YOUR TASK
All of the data that follows needs to be printed again, exactly as it reads.

(Natural language region descriptions)
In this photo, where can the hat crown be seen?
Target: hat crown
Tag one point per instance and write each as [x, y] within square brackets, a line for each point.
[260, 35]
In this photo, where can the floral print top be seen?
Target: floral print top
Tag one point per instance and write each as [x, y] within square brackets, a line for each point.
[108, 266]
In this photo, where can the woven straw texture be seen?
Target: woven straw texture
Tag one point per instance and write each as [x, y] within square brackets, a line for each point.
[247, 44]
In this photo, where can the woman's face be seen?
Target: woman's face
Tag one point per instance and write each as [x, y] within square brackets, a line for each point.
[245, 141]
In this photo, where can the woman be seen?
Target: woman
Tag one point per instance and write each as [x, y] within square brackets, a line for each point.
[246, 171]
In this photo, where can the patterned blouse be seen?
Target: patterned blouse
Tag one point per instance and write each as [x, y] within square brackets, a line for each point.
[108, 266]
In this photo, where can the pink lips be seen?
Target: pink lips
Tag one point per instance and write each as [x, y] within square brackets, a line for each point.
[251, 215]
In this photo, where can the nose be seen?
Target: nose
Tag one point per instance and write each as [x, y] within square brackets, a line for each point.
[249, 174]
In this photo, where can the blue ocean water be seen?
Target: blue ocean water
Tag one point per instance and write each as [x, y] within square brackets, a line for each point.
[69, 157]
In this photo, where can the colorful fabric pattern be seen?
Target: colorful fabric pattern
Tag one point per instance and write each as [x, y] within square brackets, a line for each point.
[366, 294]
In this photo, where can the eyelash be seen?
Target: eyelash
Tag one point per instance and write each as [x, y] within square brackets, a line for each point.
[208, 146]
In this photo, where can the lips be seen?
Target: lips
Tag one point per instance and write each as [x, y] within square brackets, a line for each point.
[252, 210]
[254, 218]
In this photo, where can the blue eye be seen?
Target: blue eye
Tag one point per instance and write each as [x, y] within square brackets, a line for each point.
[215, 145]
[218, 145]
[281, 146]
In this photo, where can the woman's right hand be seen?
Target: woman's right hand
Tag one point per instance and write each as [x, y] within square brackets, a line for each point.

SOLUTION TO THE PROBLEM
In this photo, where can the hat crown be seen?
Target: hat crown
Tag one point per instance and write each as [x, y] within square brackets, a line for each point.
[260, 35]
In this photo, where can the floral print top be seen?
Target: floral print top
Tag one point per instance and write each as [x, y] within square brackets, a line for each point.
[108, 266]
In this photo, where can the woven straw texture be seen?
Target: woven straw texture
Tag one point per instance and write each as [x, y] within square brackets, a line for each point.
[247, 44]
In this photo, where can the woman's face be seen?
Target: woman's face
Tag one point per instance and write each as [x, y] within square brackets, a line for each point.
[245, 141]
In this photo, where can the woman be seen?
Target: woman
Tag one point per instance and write each as [x, y] within square brackets, a line for each point.
[246, 171]
In this photo, where can the patterned blouse be seen?
Target: patterned blouse
Tag one point per instance and write each as [x, y] within square brackets, a line for each point.
[108, 266]
In this photo, where can the pink lips be seen?
Target: pink lips
Tag one point per instance and write each as [x, y] within square brackets, a line for each point.
[251, 215]
In this photo, where can the nose be seen?
Target: nose
Tag one point per instance and write each as [x, y] within square brackets, a line for each point.
[249, 174]
In this photo, where can the blue ocean water be seen?
Target: blue ocean water
Tag one point per instance and write each as [x, y] within square brackets, a line for each point.
[69, 157]
In this photo, where can the colorful fabric pattern be seen?
Target: colorful fabric pattern
Tag one point per instance and write each as [x, y] within square brackets, a line for each point.
[366, 294]
In this photo, where can the eyelash be seen?
Target: eyelash
Tag one point per instance and write each as [x, y] within square brackets, a line for each point.
[208, 146]
In this photo, where can the lips be seen?
Target: lips
Tag one point per instance and write each as [x, y] within square brackets, a line for each point.
[252, 210]
[254, 218]
In this photo, where can the blue eye be seen?
Target: blue eye
Tag one point per instance and write each as [x, y] within square brackets, a line for each point.
[215, 145]
[218, 145]
[281, 146]
In this photo, where can the woman's right hand be seen?
Target: woman's right hand
Tag one point per instance and write each as [x, y] within square brackets, a line for each point.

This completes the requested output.